Requirement:
Please state how many lines of the data below contain the string "maple", and give only that number.

((

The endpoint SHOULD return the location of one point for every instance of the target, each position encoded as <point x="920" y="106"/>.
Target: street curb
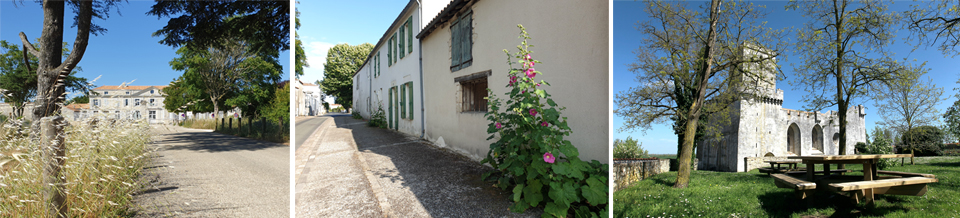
<point x="375" y="186"/>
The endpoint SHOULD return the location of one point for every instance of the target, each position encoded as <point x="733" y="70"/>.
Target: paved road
<point x="197" y="173"/>
<point x="347" y="169"/>
<point x="307" y="126"/>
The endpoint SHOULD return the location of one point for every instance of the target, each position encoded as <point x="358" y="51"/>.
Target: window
<point x="461" y="33"/>
<point x="473" y="89"/>
<point x="401" y="48"/>
<point x="390" y="52"/>
<point x="410" y="34"/>
<point x="409" y="86"/>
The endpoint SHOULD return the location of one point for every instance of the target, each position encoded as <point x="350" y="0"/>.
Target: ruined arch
<point x="817" y="137"/>
<point x="793" y="139"/>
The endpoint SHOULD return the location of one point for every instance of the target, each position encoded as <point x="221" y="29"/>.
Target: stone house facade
<point x="761" y="129"/>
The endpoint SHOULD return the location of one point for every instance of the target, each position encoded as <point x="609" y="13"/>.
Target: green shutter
<point x="401" y="48"/>
<point x="403" y="99"/>
<point x="455" y="46"/>
<point x="410" y="34"/>
<point x="467" y="34"/>
<point x="410" y="99"/>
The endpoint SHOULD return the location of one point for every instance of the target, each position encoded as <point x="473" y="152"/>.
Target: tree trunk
<point x="693" y="115"/>
<point x="51" y="71"/>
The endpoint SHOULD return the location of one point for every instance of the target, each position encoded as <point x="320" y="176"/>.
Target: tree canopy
<point x="203" y="24"/>
<point x="843" y="45"/>
<point x="20" y="84"/>
<point x="342" y="61"/>
<point x="695" y="63"/>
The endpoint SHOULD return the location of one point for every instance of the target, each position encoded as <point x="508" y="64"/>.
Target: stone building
<point x="761" y="129"/>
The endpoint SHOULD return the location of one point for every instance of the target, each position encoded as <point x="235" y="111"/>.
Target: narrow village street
<point x="198" y="173"/>
<point x="347" y="169"/>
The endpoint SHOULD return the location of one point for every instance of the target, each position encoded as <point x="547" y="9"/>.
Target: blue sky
<point x="126" y="52"/>
<point x="324" y="24"/>
<point x="661" y="140"/>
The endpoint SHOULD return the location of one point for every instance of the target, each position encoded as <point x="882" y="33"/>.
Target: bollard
<point x="54" y="149"/>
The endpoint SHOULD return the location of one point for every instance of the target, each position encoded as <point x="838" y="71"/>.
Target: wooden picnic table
<point x="792" y="164"/>
<point x="901" y="183"/>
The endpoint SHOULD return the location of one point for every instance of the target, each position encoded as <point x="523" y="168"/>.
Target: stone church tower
<point x="761" y="129"/>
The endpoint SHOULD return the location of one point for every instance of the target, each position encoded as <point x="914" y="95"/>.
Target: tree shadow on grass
<point x="784" y="203"/>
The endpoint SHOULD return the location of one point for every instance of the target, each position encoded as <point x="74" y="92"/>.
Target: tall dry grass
<point x="101" y="170"/>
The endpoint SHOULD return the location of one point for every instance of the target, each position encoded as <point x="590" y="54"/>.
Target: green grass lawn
<point x="753" y="194"/>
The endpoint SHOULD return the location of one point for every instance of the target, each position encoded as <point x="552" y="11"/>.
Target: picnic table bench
<point x="859" y="188"/>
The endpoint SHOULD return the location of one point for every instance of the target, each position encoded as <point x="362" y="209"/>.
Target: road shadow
<point x="446" y="184"/>
<point x="211" y="142"/>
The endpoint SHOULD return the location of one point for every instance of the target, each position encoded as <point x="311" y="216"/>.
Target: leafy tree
<point x="226" y="70"/>
<point x="20" y="84"/>
<point x="835" y="49"/>
<point x="342" y="61"/>
<point x="691" y="64"/>
<point x="300" y="60"/>
<point x="204" y="24"/>
<point x="934" y="21"/>
<point x="628" y="148"/>
<point x="908" y="102"/>
<point x="50" y="66"/>
<point x="279" y="108"/>
<point x="951" y="119"/>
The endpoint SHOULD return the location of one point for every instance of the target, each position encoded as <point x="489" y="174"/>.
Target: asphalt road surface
<point x="198" y="173"/>
<point x="306" y="127"/>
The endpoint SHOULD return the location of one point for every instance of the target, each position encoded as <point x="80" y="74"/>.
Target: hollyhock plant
<point x="561" y="183"/>
<point x="548" y="157"/>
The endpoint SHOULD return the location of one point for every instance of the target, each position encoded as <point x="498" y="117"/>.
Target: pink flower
<point x="548" y="157"/>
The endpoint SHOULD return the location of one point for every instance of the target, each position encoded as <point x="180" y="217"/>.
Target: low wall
<point x="751" y="163"/>
<point x="675" y="164"/>
<point x="627" y="172"/>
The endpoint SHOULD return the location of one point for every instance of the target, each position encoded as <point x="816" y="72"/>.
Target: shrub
<point x="629" y="148"/>
<point x="922" y="141"/>
<point x="378" y="119"/>
<point x="530" y="153"/>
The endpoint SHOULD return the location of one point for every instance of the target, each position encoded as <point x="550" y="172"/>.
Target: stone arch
<point x="793" y="139"/>
<point x="817" y="137"/>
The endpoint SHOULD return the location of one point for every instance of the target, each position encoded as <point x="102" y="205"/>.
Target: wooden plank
<point x="850" y="157"/>
<point x="906" y="174"/>
<point x="785" y="181"/>
<point x="850" y="186"/>
<point x="912" y="190"/>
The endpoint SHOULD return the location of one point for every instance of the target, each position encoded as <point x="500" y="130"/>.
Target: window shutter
<point x="410" y="99"/>
<point x="403" y="99"/>
<point x="410" y="34"/>
<point x="390" y="52"/>
<point x="455" y="46"/>
<point x="401" y="48"/>
<point x="467" y="32"/>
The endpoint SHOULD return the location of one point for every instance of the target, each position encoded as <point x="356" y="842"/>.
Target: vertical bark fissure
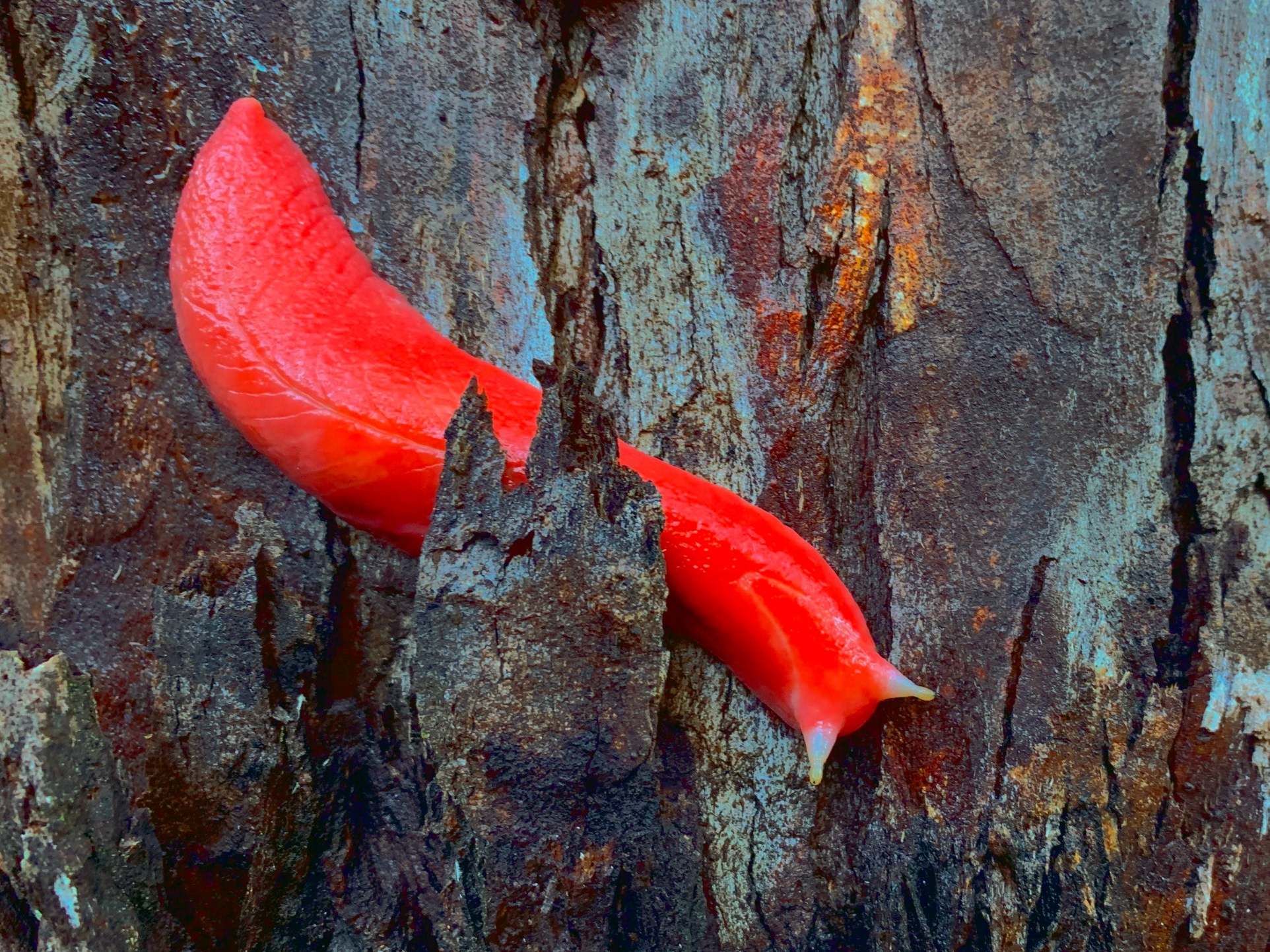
<point x="361" y="97"/>
<point x="1189" y="571"/>
<point x="1017" y="668"/>
<point x="11" y="40"/>
<point x="560" y="181"/>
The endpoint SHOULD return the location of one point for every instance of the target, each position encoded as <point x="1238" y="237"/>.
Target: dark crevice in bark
<point x="18" y="923"/>
<point x="1044" y="913"/>
<point x="1116" y="798"/>
<point x="266" y="626"/>
<point x="342" y="663"/>
<point x="1261" y="488"/>
<point x="1191" y="600"/>
<point x="1261" y="387"/>
<point x="819" y="292"/>
<point x="361" y="97"/>
<point x="919" y="928"/>
<point x="560" y="178"/>
<point x="1017" y="667"/>
<point x="808" y="131"/>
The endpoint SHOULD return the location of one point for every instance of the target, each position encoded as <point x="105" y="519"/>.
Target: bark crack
<point x="1189" y="567"/>
<point x="361" y="97"/>
<point x="1017" y="667"/>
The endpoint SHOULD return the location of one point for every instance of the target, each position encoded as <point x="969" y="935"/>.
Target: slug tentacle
<point x="896" y="685"/>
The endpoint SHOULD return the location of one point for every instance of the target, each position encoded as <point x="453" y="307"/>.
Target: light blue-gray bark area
<point x="972" y="295"/>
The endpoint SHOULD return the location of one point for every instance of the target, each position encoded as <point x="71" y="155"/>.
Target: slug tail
<point x="894" y="684"/>
<point x="819" y="744"/>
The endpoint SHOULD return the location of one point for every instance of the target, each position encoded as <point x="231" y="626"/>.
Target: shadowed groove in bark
<point x="1191" y="597"/>
<point x="1017" y="667"/>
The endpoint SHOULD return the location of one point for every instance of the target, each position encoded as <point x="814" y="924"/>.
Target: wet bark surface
<point x="974" y="298"/>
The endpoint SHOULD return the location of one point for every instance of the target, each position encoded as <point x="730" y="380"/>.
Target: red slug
<point x="331" y="373"/>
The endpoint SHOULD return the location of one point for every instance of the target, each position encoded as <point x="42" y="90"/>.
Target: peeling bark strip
<point x="919" y="276"/>
<point x="536" y="674"/>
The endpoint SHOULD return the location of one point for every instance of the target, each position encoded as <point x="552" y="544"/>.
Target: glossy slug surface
<point x="331" y="373"/>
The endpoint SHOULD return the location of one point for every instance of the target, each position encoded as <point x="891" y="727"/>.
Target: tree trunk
<point x="974" y="296"/>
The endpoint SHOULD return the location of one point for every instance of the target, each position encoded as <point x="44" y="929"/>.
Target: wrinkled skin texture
<point x="1040" y="508"/>
<point x="329" y="372"/>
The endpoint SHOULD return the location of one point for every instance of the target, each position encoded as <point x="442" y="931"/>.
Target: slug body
<point x="331" y="373"/>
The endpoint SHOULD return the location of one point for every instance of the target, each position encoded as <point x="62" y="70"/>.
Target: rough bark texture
<point x="972" y="295"/>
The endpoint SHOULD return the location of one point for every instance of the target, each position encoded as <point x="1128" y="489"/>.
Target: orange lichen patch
<point x="779" y="332"/>
<point x="877" y="201"/>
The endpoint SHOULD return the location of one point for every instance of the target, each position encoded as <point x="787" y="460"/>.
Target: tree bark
<point x="974" y="296"/>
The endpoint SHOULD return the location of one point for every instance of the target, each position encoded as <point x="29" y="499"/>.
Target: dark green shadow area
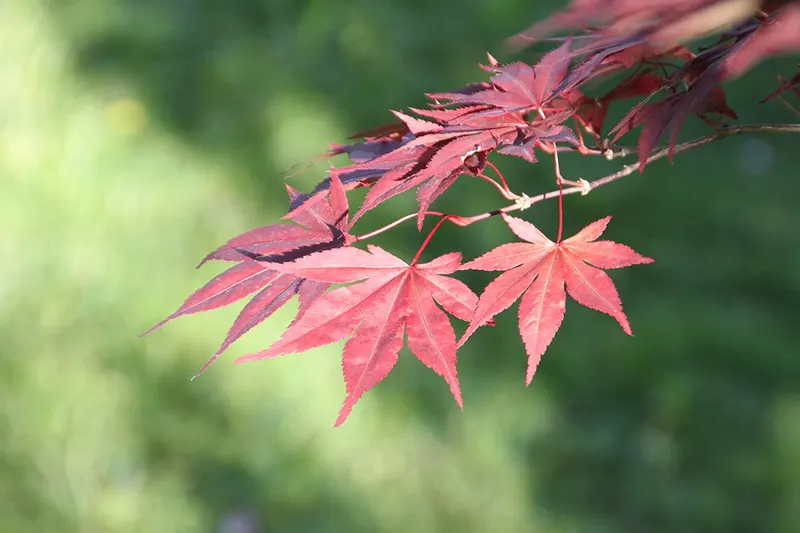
<point x="688" y="427"/>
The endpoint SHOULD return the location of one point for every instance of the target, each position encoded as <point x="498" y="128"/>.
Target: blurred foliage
<point x="138" y="135"/>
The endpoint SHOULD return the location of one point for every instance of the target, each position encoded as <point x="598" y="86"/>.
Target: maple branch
<point x="728" y="131"/>
<point x="397" y="222"/>
<point x="507" y="194"/>
<point x="522" y="202"/>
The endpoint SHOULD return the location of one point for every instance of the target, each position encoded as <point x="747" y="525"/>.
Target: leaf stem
<point x="499" y="175"/>
<point x="397" y="222"/>
<point x="508" y="195"/>
<point x="428" y="238"/>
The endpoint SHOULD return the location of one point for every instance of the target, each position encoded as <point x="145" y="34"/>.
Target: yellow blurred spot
<point x="127" y="115"/>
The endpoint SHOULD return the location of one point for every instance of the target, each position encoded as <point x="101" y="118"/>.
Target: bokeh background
<point x="136" y="136"/>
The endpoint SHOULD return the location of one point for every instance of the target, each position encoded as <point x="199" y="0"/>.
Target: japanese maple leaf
<point x="394" y="297"/>
<point x="537" y="270"/>
<point x="324" y="226"/>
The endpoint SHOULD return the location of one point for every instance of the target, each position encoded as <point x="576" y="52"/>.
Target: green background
<point x="136" y="136"/>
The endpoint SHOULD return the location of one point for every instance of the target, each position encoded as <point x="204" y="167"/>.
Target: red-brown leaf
<point x="538" y="270"/>
<point x="394" y="297"/>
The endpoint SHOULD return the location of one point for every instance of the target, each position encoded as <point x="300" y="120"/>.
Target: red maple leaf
<point x="324" y="226"/>
<point x="538" y="269"/>
<point x="394" y="297"/>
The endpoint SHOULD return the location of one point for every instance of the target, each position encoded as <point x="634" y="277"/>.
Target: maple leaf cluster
<point x="522" y="111"/>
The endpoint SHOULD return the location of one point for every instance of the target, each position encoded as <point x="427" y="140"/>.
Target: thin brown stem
<point x="499" y="175"/>
<point x="397" y="222"/>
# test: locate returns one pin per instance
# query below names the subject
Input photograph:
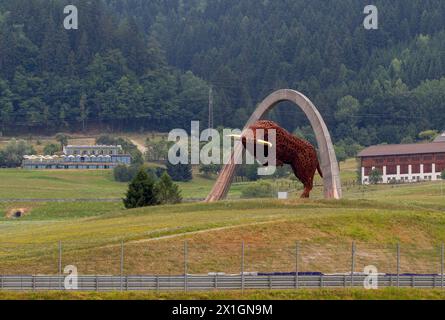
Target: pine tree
(168, 192)
(141, 191)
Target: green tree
(51, 149)
(167, 191)
(375, 176)
(141, 191)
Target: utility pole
(210, 108)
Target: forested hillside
(138, 64)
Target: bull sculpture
(299, 154)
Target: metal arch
(328, 160)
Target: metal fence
(217, 264)
(216, 282)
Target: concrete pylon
(328, 160)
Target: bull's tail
(319, 170)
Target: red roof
(403, 149)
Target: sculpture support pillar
(328, 160)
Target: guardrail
(214, 282)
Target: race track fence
(215, 282)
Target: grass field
(322, 294)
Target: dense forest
(148, 65)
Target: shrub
(261, 189)
(179, 172)
(141, 191)
(12, 155)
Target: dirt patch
(17, 213)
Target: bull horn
(236, 136)
(264, 142)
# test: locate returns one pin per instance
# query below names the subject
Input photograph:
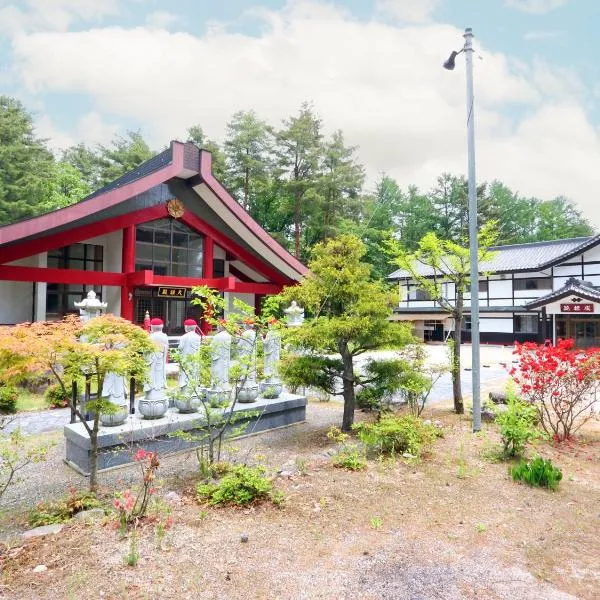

))

Task output:
4